[Point-per-instance localization data]
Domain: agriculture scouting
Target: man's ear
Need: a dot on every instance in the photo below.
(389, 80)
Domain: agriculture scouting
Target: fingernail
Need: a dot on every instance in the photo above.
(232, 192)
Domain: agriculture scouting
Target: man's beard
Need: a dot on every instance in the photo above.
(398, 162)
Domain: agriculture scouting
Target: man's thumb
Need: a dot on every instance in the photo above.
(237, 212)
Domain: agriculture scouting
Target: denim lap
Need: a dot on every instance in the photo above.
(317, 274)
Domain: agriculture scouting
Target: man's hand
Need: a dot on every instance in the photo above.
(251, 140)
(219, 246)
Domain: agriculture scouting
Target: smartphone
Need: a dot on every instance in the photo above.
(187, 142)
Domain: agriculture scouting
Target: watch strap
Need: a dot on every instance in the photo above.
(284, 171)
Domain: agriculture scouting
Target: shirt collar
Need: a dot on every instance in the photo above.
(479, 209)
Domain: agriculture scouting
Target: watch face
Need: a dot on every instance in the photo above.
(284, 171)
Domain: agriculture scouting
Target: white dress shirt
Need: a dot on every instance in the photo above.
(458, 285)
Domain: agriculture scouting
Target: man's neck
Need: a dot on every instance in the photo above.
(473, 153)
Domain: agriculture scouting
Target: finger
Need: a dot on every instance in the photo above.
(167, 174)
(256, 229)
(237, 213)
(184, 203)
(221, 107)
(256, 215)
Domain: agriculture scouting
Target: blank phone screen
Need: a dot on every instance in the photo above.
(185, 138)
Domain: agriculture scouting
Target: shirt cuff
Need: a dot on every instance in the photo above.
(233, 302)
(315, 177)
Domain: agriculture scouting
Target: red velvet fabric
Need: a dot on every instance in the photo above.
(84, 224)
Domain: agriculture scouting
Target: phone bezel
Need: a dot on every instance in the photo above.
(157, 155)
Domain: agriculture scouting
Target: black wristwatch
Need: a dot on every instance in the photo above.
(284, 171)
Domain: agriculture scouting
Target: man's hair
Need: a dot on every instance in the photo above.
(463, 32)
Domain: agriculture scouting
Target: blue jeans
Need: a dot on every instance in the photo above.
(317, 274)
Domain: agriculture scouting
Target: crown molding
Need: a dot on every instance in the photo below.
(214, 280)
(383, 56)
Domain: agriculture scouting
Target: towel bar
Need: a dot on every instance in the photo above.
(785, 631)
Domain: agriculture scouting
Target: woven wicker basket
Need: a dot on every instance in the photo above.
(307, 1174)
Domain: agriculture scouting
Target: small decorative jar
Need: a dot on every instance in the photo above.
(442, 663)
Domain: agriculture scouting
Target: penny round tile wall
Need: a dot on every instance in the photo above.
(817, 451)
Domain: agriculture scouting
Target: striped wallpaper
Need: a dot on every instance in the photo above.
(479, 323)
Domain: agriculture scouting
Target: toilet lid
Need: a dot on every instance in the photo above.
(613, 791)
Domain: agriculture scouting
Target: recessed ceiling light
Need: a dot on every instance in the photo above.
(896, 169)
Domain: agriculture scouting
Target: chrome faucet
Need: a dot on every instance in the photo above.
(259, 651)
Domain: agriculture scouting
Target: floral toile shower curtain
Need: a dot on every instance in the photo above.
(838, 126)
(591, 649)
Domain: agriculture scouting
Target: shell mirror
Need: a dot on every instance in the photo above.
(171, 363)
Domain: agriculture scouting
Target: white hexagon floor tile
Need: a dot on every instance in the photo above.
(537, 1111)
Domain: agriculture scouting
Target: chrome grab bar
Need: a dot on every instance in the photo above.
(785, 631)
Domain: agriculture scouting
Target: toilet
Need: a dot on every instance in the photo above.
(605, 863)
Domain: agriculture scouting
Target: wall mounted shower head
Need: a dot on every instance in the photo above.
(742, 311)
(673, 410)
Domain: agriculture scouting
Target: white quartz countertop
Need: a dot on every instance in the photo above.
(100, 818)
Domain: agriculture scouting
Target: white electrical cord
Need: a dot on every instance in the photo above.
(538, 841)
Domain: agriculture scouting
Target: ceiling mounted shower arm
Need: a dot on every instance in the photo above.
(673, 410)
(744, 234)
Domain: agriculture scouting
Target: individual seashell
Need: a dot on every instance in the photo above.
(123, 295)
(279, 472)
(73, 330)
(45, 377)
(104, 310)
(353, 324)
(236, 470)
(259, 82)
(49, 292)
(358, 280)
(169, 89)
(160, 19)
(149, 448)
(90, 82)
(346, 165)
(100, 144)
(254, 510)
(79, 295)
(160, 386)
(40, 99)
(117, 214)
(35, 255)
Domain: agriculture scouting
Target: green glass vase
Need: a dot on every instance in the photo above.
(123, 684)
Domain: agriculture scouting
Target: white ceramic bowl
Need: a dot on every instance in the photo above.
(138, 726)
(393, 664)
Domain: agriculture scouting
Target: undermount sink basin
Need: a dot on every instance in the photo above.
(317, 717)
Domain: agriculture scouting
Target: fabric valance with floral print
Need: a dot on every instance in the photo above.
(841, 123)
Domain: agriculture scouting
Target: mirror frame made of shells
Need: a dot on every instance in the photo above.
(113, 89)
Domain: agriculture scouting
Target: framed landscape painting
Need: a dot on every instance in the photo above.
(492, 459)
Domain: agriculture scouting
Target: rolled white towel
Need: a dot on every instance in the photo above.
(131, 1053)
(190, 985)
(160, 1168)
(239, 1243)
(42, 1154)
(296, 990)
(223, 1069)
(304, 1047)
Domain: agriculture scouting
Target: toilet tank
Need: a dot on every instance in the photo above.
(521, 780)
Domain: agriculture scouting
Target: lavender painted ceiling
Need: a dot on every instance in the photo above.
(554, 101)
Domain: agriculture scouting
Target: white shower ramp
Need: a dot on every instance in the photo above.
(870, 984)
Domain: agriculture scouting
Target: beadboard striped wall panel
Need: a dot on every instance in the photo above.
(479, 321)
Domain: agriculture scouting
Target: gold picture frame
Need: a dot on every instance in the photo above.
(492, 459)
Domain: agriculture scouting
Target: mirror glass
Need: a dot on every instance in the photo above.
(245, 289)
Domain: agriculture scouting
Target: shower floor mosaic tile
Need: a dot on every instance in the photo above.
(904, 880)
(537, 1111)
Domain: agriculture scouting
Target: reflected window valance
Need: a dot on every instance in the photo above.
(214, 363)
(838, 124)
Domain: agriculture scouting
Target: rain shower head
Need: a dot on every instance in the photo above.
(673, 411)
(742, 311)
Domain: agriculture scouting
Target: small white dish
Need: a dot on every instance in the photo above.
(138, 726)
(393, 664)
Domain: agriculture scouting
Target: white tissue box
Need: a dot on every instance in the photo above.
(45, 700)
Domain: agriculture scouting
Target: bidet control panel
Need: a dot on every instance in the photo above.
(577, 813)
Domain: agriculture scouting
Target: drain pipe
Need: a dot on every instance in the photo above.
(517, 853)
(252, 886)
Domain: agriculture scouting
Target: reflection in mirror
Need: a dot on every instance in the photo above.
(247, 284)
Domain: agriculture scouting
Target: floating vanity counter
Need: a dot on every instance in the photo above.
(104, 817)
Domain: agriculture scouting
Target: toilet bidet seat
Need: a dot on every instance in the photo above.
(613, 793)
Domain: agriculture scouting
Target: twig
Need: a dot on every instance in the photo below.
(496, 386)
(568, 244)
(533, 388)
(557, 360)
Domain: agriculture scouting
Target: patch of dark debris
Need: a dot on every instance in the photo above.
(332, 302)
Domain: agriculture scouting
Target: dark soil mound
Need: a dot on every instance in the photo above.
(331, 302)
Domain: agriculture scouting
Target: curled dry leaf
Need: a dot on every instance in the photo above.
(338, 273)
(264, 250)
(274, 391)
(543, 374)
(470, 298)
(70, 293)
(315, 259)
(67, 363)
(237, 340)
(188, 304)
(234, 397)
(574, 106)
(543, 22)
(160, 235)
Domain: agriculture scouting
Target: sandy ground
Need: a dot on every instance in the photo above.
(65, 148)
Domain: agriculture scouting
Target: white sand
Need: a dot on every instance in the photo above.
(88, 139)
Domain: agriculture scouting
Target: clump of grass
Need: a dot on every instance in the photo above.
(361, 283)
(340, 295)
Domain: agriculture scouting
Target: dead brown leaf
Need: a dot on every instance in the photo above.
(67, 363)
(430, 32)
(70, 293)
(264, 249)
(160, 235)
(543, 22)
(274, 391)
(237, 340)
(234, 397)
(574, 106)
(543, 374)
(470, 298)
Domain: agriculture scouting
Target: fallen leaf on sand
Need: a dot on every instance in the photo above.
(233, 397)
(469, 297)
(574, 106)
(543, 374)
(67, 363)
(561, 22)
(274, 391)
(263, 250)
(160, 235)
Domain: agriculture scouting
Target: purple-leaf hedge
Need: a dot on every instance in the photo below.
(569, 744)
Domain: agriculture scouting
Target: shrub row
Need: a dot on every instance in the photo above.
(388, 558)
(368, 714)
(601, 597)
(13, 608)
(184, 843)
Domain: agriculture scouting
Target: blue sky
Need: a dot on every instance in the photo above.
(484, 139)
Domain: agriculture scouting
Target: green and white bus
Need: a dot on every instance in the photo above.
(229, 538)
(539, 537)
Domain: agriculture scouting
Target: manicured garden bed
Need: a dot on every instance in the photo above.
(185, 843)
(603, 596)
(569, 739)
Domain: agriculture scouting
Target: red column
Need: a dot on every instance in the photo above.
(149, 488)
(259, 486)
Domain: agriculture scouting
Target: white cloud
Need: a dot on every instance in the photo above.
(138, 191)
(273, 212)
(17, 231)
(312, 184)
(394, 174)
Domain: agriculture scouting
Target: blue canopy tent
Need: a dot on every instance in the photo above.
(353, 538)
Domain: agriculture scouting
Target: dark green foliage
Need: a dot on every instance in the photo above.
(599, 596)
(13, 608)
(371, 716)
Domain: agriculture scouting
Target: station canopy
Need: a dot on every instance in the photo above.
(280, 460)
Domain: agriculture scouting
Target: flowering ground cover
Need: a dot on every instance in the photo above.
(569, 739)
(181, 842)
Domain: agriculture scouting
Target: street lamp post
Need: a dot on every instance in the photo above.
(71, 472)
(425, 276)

TASK DIRECTIONS: Tally the lines of the data that contain the string "ceiling" and report the total alone.

SOLUTION: 3